Materials provided:
● ● ●
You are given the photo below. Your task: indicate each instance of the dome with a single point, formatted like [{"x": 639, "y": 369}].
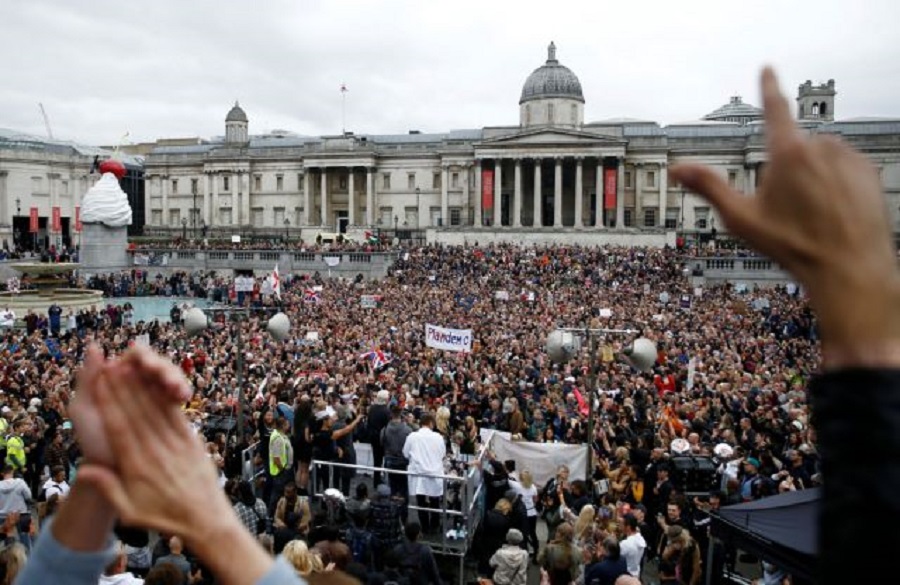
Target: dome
● ● ●
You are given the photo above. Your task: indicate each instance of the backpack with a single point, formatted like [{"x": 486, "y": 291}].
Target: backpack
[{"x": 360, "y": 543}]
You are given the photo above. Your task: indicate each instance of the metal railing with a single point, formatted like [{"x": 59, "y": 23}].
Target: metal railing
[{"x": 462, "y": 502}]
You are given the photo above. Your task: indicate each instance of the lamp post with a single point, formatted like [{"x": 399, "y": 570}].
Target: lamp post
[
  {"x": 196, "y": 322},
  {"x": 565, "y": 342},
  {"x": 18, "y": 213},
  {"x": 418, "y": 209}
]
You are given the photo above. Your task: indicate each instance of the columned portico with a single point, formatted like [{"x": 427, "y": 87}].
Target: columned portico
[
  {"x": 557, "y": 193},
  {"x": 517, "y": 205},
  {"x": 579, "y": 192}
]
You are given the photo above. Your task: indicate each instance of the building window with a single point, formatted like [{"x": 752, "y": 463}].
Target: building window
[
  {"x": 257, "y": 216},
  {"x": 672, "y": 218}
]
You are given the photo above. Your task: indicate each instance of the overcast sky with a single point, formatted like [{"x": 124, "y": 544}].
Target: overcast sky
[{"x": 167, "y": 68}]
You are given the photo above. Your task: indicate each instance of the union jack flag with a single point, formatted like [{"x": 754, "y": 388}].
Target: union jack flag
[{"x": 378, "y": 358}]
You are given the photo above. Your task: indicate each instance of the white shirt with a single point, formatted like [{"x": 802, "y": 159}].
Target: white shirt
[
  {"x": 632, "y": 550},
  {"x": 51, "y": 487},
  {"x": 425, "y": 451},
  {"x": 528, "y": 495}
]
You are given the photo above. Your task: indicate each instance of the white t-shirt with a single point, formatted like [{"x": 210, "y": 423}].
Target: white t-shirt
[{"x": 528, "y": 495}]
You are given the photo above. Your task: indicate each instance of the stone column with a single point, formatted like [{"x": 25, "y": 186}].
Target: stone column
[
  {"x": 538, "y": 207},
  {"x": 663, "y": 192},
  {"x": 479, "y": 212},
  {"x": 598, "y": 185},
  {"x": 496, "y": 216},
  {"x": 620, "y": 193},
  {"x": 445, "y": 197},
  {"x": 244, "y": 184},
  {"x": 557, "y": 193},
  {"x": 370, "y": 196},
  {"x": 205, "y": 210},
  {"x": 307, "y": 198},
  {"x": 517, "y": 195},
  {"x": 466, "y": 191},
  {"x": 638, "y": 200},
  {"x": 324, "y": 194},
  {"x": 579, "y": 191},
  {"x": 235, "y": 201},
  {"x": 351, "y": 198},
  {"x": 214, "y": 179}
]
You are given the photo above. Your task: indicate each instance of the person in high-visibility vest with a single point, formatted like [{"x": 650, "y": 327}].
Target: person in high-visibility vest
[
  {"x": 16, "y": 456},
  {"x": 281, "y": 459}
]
● ● ●
Exercise goal: Convert the lines between the one holding "You are given the photo below." and the one holding "Target: dome", inclusive, into a Markdown table with the columns Row and Line, numbering each row. Leave out blank lines and the picture.

Problem solution:
| Row | Line |
|---|---|
| 1 | You are given the photo below. Your task: indicate each instance of the dome with a single point, formatted like [{"x": 639, "y": 369}]. |
| 2 | Target: dome |